- Trecho para leitura
============================================================

Tal indistinção é apreendida pelo autor como lição narrativa e comparece em outros momentos do texto. Mesmo quando o Barbosa Lessa “etnólogo” se manifesta, a perspectiva mítica se entrelaça à analítica e a fábula se torna metáfora explicativa: Porém, da mesma maneira que o jaguar defende o chão por onde sai à caça, da mesma maneira que o tucano defende o bosque onde arranjou seu ninho, da mesma maneira que a capivara defende o banhado onde lhe é fácil obter o capim, também no ser humano fala alto o instinto de territorialidade. O grupo que se assentou em determinada porção do rio Aquidabã vai defender para si as bocaiúvas que ali crescem, pois se constituem na base de seu nutrimento (Ibid.: p. 65).

============================================================

- Registros extraídos
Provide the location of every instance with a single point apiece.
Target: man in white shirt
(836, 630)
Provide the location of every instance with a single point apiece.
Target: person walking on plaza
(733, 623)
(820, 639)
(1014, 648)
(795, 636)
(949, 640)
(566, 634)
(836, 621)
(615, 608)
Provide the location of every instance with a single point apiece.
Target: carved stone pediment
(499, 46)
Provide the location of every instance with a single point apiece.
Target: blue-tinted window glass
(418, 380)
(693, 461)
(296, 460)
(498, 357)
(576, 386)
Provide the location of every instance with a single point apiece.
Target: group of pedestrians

============================================================

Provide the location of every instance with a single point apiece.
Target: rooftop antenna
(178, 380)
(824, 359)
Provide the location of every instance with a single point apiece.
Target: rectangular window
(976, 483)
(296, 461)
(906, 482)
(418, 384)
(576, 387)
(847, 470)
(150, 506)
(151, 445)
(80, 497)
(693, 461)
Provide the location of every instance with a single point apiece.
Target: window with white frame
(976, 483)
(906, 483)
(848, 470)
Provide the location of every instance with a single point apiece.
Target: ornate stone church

============================================================

- Tarefa proposta 1
No trecho para leitura, o que o grupo assentado em determinada porção do rio Aquidabã vai defender para si?
- Tarefa proposta 2
Transcreva do trecho para leitura a passagem entre "Tal indistinção é" e "(Ibid.: p. 65).", inclusive.

- Resposta escrita 1
As bocaiúvas que crescem ali, base de seu nutrimento.

- Resposta escrita 2
Tal indistinção é apreendida pelo autor como lição narrativa e comparece em outros momentos do texto. Mesmo quando o Barbosa Lessa “etnólogo” se manifesta, a perspectiva mítica se entrelaça à analítica e a fábula se torna metáfora explicativa: Porém, da mesma maneira que o jaguar defende o chão por onde sai à caça, da mesma maneira que o tucano defende o bosque onde arranjou seu ninho, da mesma maneira que a capivara defende o banhado onde lhe é fácil obter o capim, também no ser humano fala alto o instinto de territorialidade. O grupo que se assentou em determinada porção do rio Aquidabã vai defender para si as bocaiúvas que ali crescem, pois se constituem na base de seu nutrimento (Ibid.: p. 65).